EXERCISE MATERIAL
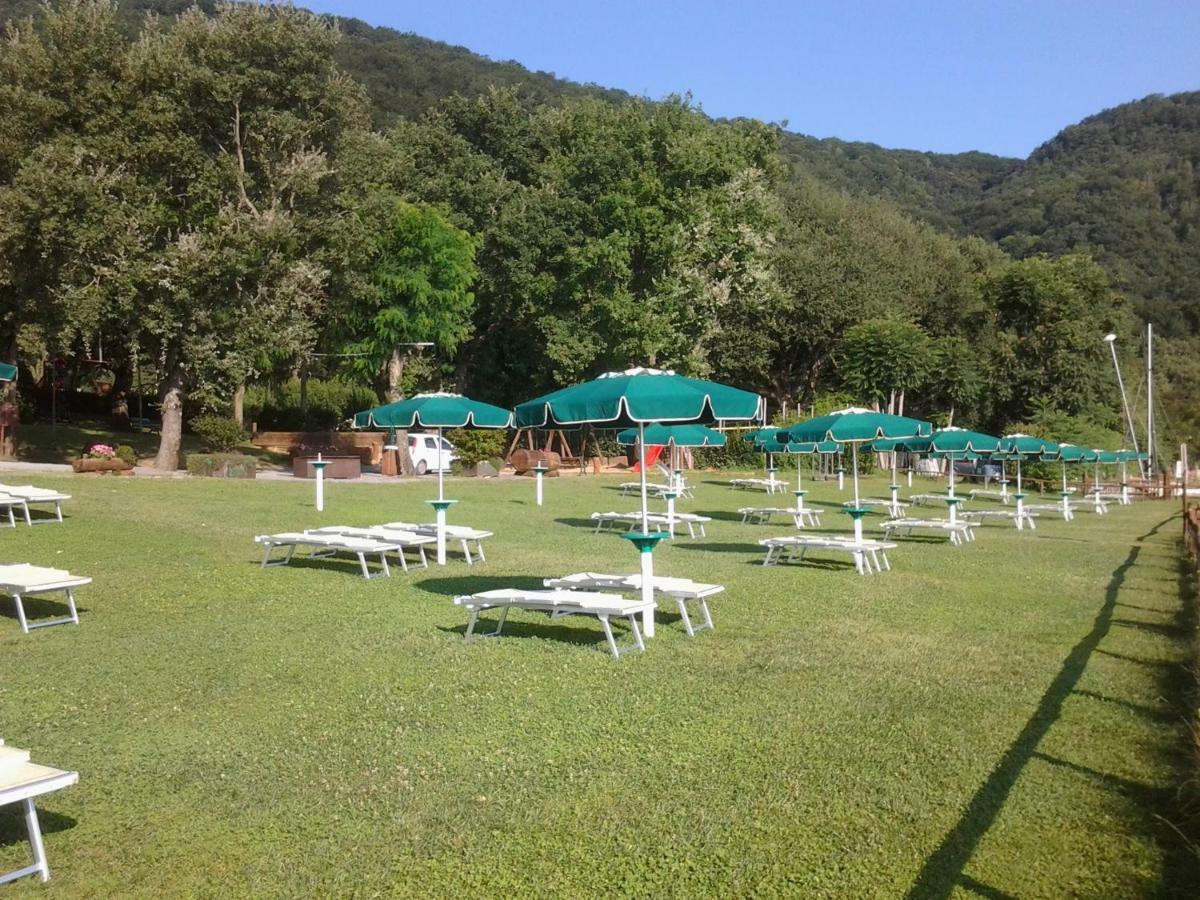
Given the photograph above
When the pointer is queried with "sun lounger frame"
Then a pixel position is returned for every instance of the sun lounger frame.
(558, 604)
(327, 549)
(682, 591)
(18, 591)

WHAT TO WORK ON
Write out every line of the items again, including the requests, but scale the answers: multiply each x and y pixel position by 0.8 and round to a whole number, with halves rounding up. Leave the pictures out.

OUTPUT OF THE EXERCISE
Given the photograph above
When the pointer is queried with "sun lounger frame"
Then a pixel position is returned for every instance of the sun lounger frame.
(446, 483)
(262, 439)
(546, 473)
(14, 473)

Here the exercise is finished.